WHAT IS NEEDED —
Collect every line in the rows below that contains the word "white", copying each line in full.

Outline labeling records:
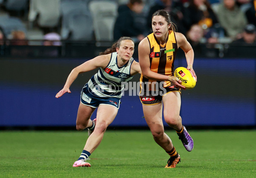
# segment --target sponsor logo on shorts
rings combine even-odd
[[[172,60],[172,55],[167,56],[167,58],[168,59],[168,60],[170,61],[171,60]]]
[[[160,57],[160,52],[152,52],[149,56],[150,57]]]
[[[154,96],[151,96],[151,97],[141,97],[141,101],[142,101],[143,102],[150,102],[151,101],[154,101]]]
[[[84,93],[83,93],[83,94],[82,95],[82,99],[83,99],[83,100],[85,102],[87,102],[88,103],[90,103],[92,100],[91,98],[88,96]]]

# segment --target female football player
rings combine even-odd
[[[124,88],[122,82],[127,82],[133,75],[141,73],[139,63],[132,58],[134,48],[134,43],[131,38],[121,37],[99,56],[74,68],[63,88],[56,95],[56,97],[59,98],[65,93],[71,93],[69,88],[79,73],[99,68],[81,92],[76,129],[87,128],[89,137],[73,167],[90,167],[86,160],[90,159],[90,154],[99,145],[107,127],[117,113]],[[90,118],[96,107],[96,120],[92,121]]]
[[[181,81],[174,76],[174,62],[178,49],[185,52],[187,69],[193,69],[194,52],[185,36],[175,32],[169,13],[160,10],[152,16],[153,33],[139,44],[141,68],[140,99],[146,121],[154,140],[170,156],[165,167],[175,167],[180,161],[172,141],[164,133],[162,119],[163,106],[165,121],[175,129],[188,151],[193,149],[193,140],[183,126],[180,116]]]

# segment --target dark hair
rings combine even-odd
[[[113,44],[111,47],[111,48],[108,48],[104,52],[101,52],[99,53],[99,55],[105,55],[108,54],[110,53],[111,53],[114,52],[116,52],[116,48],[120,48],[120,45],[121,45],[121,42],[122,42],[123,40],[129,40],[132,41],[134,43],[134,42],[132,39],[130,37],[122,37],[120,38],[114,44]]]
[[[159,10],[155,12],[153,15],[152,15],[151,20],[152,20],[154,16],[158,16],[160,15],[161,15],[164,17],[166,22],[167,22],[167,23],[168,23],[168,25],[170,23],[171,24],[171,28],[172,28],[172,30],[173,31],[176,31],[177,28],[176,25],[175,25],[171,21],[171,16],[170,16],[170,14],[168,12],[165,11],[164,10]]]

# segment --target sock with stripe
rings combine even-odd
[[[173,148],[170,151],[166,151],[166,153],[170,157],[172,158],[177,158],[178,156],[178,154],[176,150],[175,149],[175,147],[173,147]]]
[[[85,159],[86,158],[89,158],[90,155],[90,153],[89,152],[84,150],[77,161],[80,160],[80,159]]]
[[[93,131],[94,130],[94,128],[95,127],[95,124],[94,122],[92,121],[92,122],[93,122],[93,124],[92,125],[92,126],[91,127],[87,127],[87,128],[89,130],[91,130]]]
[[[183,132],[183,129],[184,129],[184,127],[183,127],[183,126],[182,126],[182,128],[181,128],[181,129],[180,129],[179,130],[175,130],[178,134],[180,134],[182,133],[182,132]]]

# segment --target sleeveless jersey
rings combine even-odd
[[[160,45],[157,41],[154,33],[147,37],[150,45],[149,60],[150,70],[154,72],[168,76],[173,76],[174,62],[177,51],[177,43],[175,32],[169,30],[165,44]],[[144,78],[142,73],[140,81],[145,83],[146,82],[156,82]],[[158,81],[159,82],[159,81]],[[171,82],[166,81],[163,87],[169,86]]]
[[[99,97],[120,98],[125,84],[131,80],[131,66],[134,61],[131,57],[124,65],[117,66],[117,53],[111,54],[110,61],[104,69],[100,68],[88,82],[89,91]]]

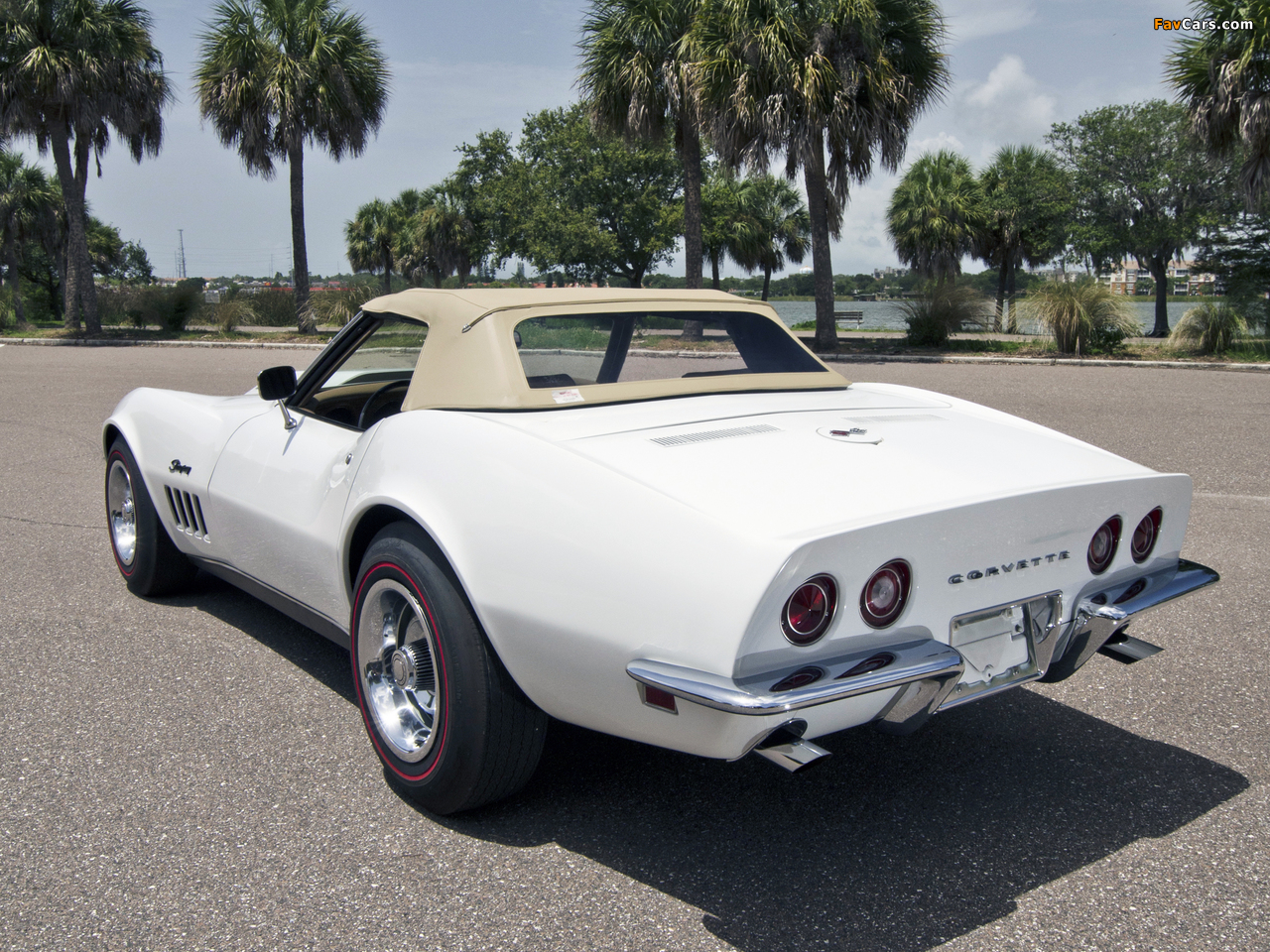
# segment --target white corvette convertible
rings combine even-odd
[[[798,769],[1153,654],[1133,618],[1217,581],[1179,559],[1190,477],[848,383],[719,292],[376,298],[298,381],[133,391],[104,448],[128,588],[202,569],[347,646],[437,812],[518,790],[549,716]]]

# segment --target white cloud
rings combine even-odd
[[[960,152],[965,149],[965,146],[961,145],[961,140],[956,136],[941,131],[937,136],[918,140],[917,142],[909,142],[908,156],[909,159],[919,159],[923,152],[937,152],[941,149]]]
[[[983,83],[972,83],[955,94],[958,127],[986,140],[986,150],[1007,142],[1033,142],[1049,131],[1058,100],[1041,91],[1013,53],[1001,61]],[[975,136],[977,133],[977,136]]]

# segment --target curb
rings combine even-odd
[[[1233,371],[1270,373],[1270,363],[1229,363],[1205,360],[1090,360],[1080,357],[960,357],[907,354],[817,354],[828,363],[1015,363],[1033,367],[1138,367],[1167,371]]]
[[[321,350],[325,344],[274,344],[267,340],[100,340],[80,338],[5,338],[5,344],[27,347],[210,347],[210,348],[255,348],[258,350]]]
[[[325,344],[273,344],[263,340],[99,340],[67,338],[8,338],[0,347],[203,347],[254,348],[257,350],[321,350]],[[648,352],[664,357],[704,357],[709,352]],[[1228,371],[1234,373],[1270,373],[1270,363],[1231,363],[1204,360],[1090,360],[1081,357],[961,357],[940,354],[817,354],[828,363],[1012,363],[1033,367],[1137,367],[1168,371]]]

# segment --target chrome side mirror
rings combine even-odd
[[[277,400],[278,409],[282,410],[282,425],[293,430],[300,424],[287,413],[287,405],[282,402],[296,392],[295,367],[271,367],[260,371],[255,378],[255,387],[260,391],[262,400]]]
[[[295,367],[271,367],[255,378],[262,400],[286,400],[296,392]]]

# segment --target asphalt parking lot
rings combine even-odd
[[[203,576],[135,598],[110,557],[118,399],[312,353],[0,348],[4,948],[1270,948],[1270,374],[846,366],[1191,473],[1182,555],[1222,584],[1135,627],[1162,655],[831,736],[808,774],[552,725],[518,798],[437,820],[345,652]]]

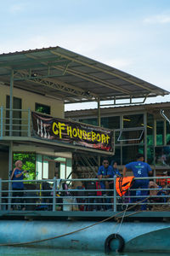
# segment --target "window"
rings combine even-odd
[[[123,115],[123,128],[144,126],[144,114]]]
[[[164,144],[164,121],[156,121],[156,145]]]
[[[140,141],[144,133],[144,129],[126,129],[120,132],[118,142]]]
[[[147,113],[147,145],[154,145],[154,116],[151,113]]]
[[[122,165],[135,161],[138,153],[144,154],[144,146],[130,145],[122,147]]]
[[[79,119],[79,122],[92,125],[98,125],[98,119]]]
[[[101,118],[101,126],[109,129],[120,129],[120,117],[103,117]]]
[[[36,103],[35,111],[43,113],[47,113],[47,114],[50,114],[50,113],[51,113],[50,108],[51,108],[49,106],[42,105],[42,104],[40,104],[40,103]]]

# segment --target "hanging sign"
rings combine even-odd
[[[31,113],[34,135],[105,151],[113,151],[113,131]]]

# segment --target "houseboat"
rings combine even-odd
[[[168,91],[60,47],[0,55],[0,90],[1,246],[169,252],[170,103],[144,104]],[[96,108],[65,113],[85,102]],[[146,212],[140,196],[116,194],[116,177],[100,195],[86,187],[104,158],[122,170],[139,152],[162,187]],[[12,189],[16,160],[29,171],[24,202]]]

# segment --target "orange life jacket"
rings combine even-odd
[[[122,197],[132,186],[134,176],[116,177],[116,189]]]

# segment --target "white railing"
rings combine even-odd
[[[0,108],[0,138],[31,137],[31,110]]]
[[[170,177],[142,177],[139,179],[166,180]],[[136,180],[139,178],[135,178]],[[76,189],[76,182],[82,182],[82,186]],[[96,188],[96,183],[113,182],[110,189]],[[170,188],[168,183],[164,188],[130,189],[122,197],[116,190],[116,177],[114,179],[88,178],[88,179],[50,179],[24,181],[24,190],[9,189],[11,181],[0,179],[0,210],[1,211],[110,211],[120,212],[125,207],[129,211],[135,211],[136,206],[146,205],[148,211],[154,207],[170,206]],[[60,185],[59,185],[60,184]],[[91,186],[91,187],[90,187]],[[93,186],[94,188],[93,188]],[[93,188],[93,189],[89,189]],[[141,191],[147,190],[147,195],[142,196]],[[135,195],[132,196],[132,191]],[[152,193],[154,191],[154,193]],[[133,193],[134,194],[134,193]],[[135,200],[133,200],[135,199]],[[144,200],[145,199],[145,200]],[[160,211],[162,212],[162,207]]]

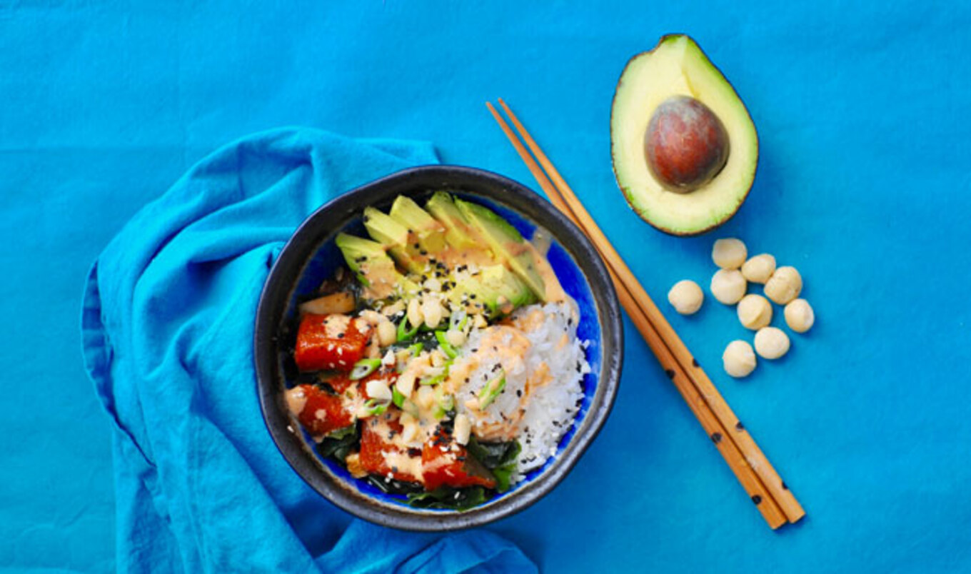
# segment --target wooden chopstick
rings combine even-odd
[[[681,340],[681,337],[675,332],[671,323],[664,319],[660,310],[654,305],[654,302],[651,299],[648,293],[641,287],[640,282],[634,277],[630,269],[624,263],[620,255],[618,254],[617,251],[608,241],[607,237],[604,236],[600,227],[597,226],[596,222],[590,217],[590,215],[584,208],[580,200],[573,193],[573,190],[566,184],[563,178],[559,175],[559,172],[552,165],[552,162],[546,156],[540,147],[533,140],[529,132],[526,131],[525,127],[519,121],[519,118],[513,113],[513,111],[506,105],[501,98],[499,99],[499,105],[502,106],[506,114],[509,115],[510,119],[512,119],[513,124],[519,130],[522,139],[526,142],[526,145],[536,155],[540,164],[543,166],[546,173],[549,175],[550,179],[552,180],[554,187],[556,190],[562,194],[565,202],[570,206],[570,209],[574,212],[576,219],[580,221],[580,227],[586,231],[586,234],[590,236],[593,243],[598,246],[598,251],[601,252],[601,255],[608,261],[608,264],[614,268],[615,272],[619,276],[621,282],[627,287],[634,300],[637,302],[638,306],[648,317],[648,321],[654,326],[657,332],[660,334],[661,339],[665,342],[667,347],[674,354],[675,358],[684,367],[685,372],[691,379],[692,384],[698,388],[698,391],[705,401],[711,407],[712,411],[718,417],[719,421],[725,429],[730,429],[731,432],[728,433],[731,440],[738,445],[739,450],[745,455],[746,460],[749,464],[755,470],[759,478],[762,480],[766,489],[772,493],[773,498],[782,507],[783,512],[786,514],[787,519],[789,522],[796,522],[806,515],[802,506],[795,499],[791,490],[788,490],[787,485],[779,477],[779,474],[773,468],[772,464],[769,463],[768,458],[762,453],[755,441],[753,440],[752,435],[749,433],[745,425],[738,420],[735,413],[732,412],[728,403],[725,402],[721,394],[716,388],[715,385],[709,379],[708,375],[705,373],[694,357],[691,355],[687,347]]]
[[[533,173],[540,186],[547,192],[547,195],[551,198],[553,205],[555,205],[557,209],[573,219],[574,222],[583,229],[584,227],[580,224],[576,215],[572,210],[570,210],[569,206],[563,201],[562,197],[560,197],[558,190],[547,178],[546,174],[529,154],[521,142],[519,141],[516,134],[512,131],[512,129],[510,129],[509,125],[505,122],[502,117],[499,116],[498,112],[495,111],[495,108],[493,108],[491,104],[486,105],[489,107],[489,111],[492,112],[492,115],[496,118],[496,121],[499,122],[500,127],[502,127],[503,131],[506,132],[506,136],[510,139],[510,142],[513,143],[517,152],[519,152],[519,155],[522,157],[523,161],[525,161],[527,167],[529,167],[529,170]],[[603,255],[601,254],[601,256]],[[772,498],[771,494],[765,490],[764,485],[762,485],[762,483],[758,480],[757,476],[754,474],[748,462],[746,462],[745,457],[739,452],[738,447],[731,441],[722,440],[723,437],[727,436],[725,428],[712,414],[707,403],[699,395],[697,388],[690,384],[690,381],[682,366],[674,358],[670,350],[668,350],[668,348],[663,344],[660,336],[648,321],[647,316],[641,312],[640,307],[636,304],[626,286],[624,286],[619,280],[617,273],[609,263],[608,271],[611,274],[611,279],[614,281],[620,303],[623,305],[624,309],[627,310],[627,314],[633,321],[634,325],[641,332],[641,336],[644,337],[645,341],[648,342],[648,346],[651,348],[652,352],[653,352],[653,354],[657,356],[657,359],[660,361],[661,366],[664,367],[664,370],[671,379],[671,382],[675,385],[675,388],[681,393],[685,402],[687,403],[695,418],[698,419],[699,422],[701,422],[705,432],[708,433],[708,436],[712,437],[713,442],[716,444],[716,448],[718,448],[719,452],[728,463],[728,466],[735,473],[735,476],[742,484],[746,492],[752,498],[753,502],[756,503],[758,510],[761,512],[766,523],[768,523],[769,526],[772,528],[778,528],[782,524],[786,523],[786,516],[783,514],[776,501]]]
[[[718,393],[714,385],[705,376],[704,371],[691,357],[684,343],[660,315],[660,311],[651,301],[651,298],[610,245],[592,218],[577,200],[576,195],[559,176],[555,167],[552,166],[505,102],[500,99],[499,103],[530,150],[536,154],[540,163],[546,168],[546,172],[536,163],[495,108],[491,104],[486,105],[530,171],[537,178],[540,186],[550,196],[551,201],[593,240],[598,252],[608,264],[621,304],[627,310],[652,351],[657,355],[679,392],[735,472],[739,482],[753,501],[757,504],[766,522],[775,528],[787,520],[795,522],[804,516],[805,513],[794,496],[782,484],[781,479],[775,474],[775,470],[772,469],[771,464],[765,459],[754,441],[751,439],[745,427],[724,403],[724,399]],[[720,405],[717,404],[719,402]],[[721,416],[719,416],[720,413]],[[725,437],[730,440],[723,440]],[[739,440],[739,437],[744,438]],[[776,495],[773,489],[769,488],[773,475],[775,475],[776,484],[780,487],[775,490],[782,491],[783,495]],[[785,494],[788,494],[788,496],[787,497]]]

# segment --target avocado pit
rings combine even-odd
[[[686,95],[654,110],[644,135],[648,168],[668,190],[689,193],[711,182],[728,160],[728,133],[711,108]]]

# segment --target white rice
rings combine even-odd
[[[511,319],[515,330],[492,326],[470,333],[455,366],[473,361],[469,366],[474,368],[458,389],[456,403],[458,412],[473,420],[473,433],[480,440],[519,441],[516,482],[555,455],[559,440],[574,424],[584,397],[583,378],[590,368],[586,343],[577,340],[578,315],[572,301],[530,305]],[[501,374],[500,368],[506,387],[495,402],[481,412],[467,408],[466,403],[474,404],[479,390]]]

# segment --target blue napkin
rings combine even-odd
[[[119,570],[535,570],[488,531],[352,520],[290,469],[260,417],[253,317],[283,244],[327,199],[436,161],[429,144],[255,134],[195,165],[104,251],[82,329],[114,426]]]

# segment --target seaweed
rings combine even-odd
[[[317,445],[317,452],[323,458],[333,458],[341,464],[346,464],[345,458],[359,448],[360,440],[357,424],[352,424],[338,428],[324,437]]]
[[[522,450],[519,441],[481,443],[473,435],[469,437],[469,444],[465,448],[469,455],[475,456],[483,465],[492,471],[497,492],[505,492],[509,490],[510,478],[516,472],[517,458]]]
[[[486,502],[491,495],[486,495],[483,487],[465,487],[452,489],[440,487],[431,492],[419,491],[408,494],[408,504],[415,508],[440,508],[448,510],[469,510]]]

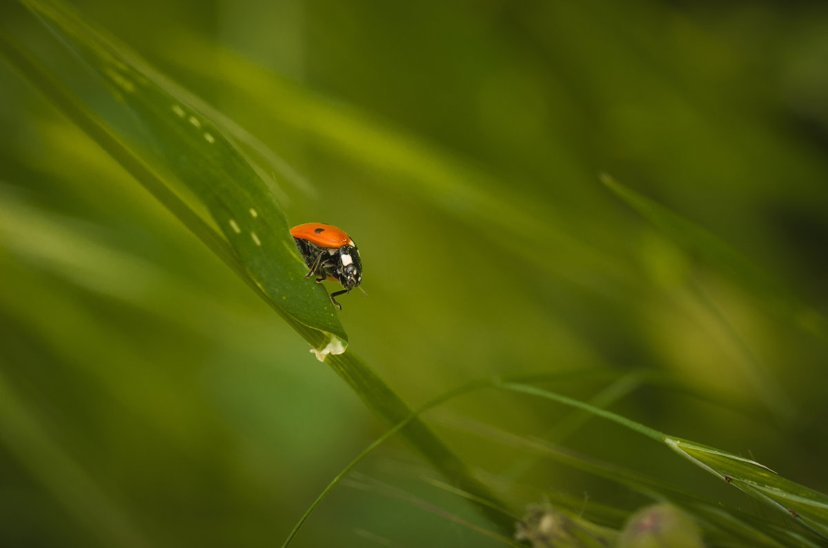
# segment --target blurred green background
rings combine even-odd
[[[284,159],[291,224],[350,233],[350,348],[409,402],[519,372],[590,400],[643,372],[614,411],[828,490],[823,2],[73,3]],[[281,544],[388,425],[5,63],[0,117],[0,545]],[[687,252],[602,172],[776,285]],[[426,416],[516,507],[647,500],[491,427],[750,506],[567,417],[494,391]],[[293,546],[502,546],[429,510],[485,526],[405,444],[359,470]]]

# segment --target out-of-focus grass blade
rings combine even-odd
[[[825,316],[802,302],[748,257],[697,224],[621,185],[609,175],[601,175],[601,181],[677,245],[702,257],[739,287],[753,293],[760,302],[770,305],[790,316],[802,329],[828,340],[828,320]]]
[[[758,463],[669,436],[612,411],[547,390],[518,382],[500,382],[497,386],[587,411],[659,441],[703,469],[793,519],[794,523],[805,527],[821,541],[828,541],[828,496],[786,479]]]
[[[97,136],[99,142],[102,138],[108,139],[102,144],[119,161],[132,156],[127,162],[122,161],[128,168],[137,156],[139,161],[150,162],[148,171],[171,172],[177,182],[184,185],[185,191],[176,189],[176,181],[169,180],[168,176],[156,175],[156,178],[161,179],[171,194],[177,192],[196,200],[191,209],[200,207],[209,211],[209,219],[202,220],[214,231],[217,227],[219,239],[229,243],[237,258],[235,267],[243,266],[243,277],[247,277],[246,281],[295,327],[311,328],[300,328],[300,332],[312,345],[319,349],[338,340],[342,349],[347,340],[344,329],[324,289],[305,279],[306,269],[283,213],[264,181],[219,128],[176,96],[151,70],[57,2],[22,2],[88,63],[143,130],[143,141],[140,146],[133,146],[111,132],[104,120],[98,123],[104,127]],[[34,70],[16,65],[27,73]],[[31,79],[30,74],[26,75]],[[55,99],[52,95],[61,92],[70,93],[60,85],[46,93]],[[73,118],[96,118],[88,106],[77,103],[75,106],[77,112]],[[152,151],[149,158],[144,147]],[[139,175],[146,174],[136,175],[144,182],[146,177]],[[162,201],[173,209],[171,203],[174,199],[166,196]],[[186,207],[185,200],[180,200],[175,207],[180,209],[182,204]],[[204,228],[200,227],[202,232]]]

FULL OUTPUT —
# segment --target white corvette convertible
# segment --target white cloud
# segment --target "white railing"
# segment --target white rice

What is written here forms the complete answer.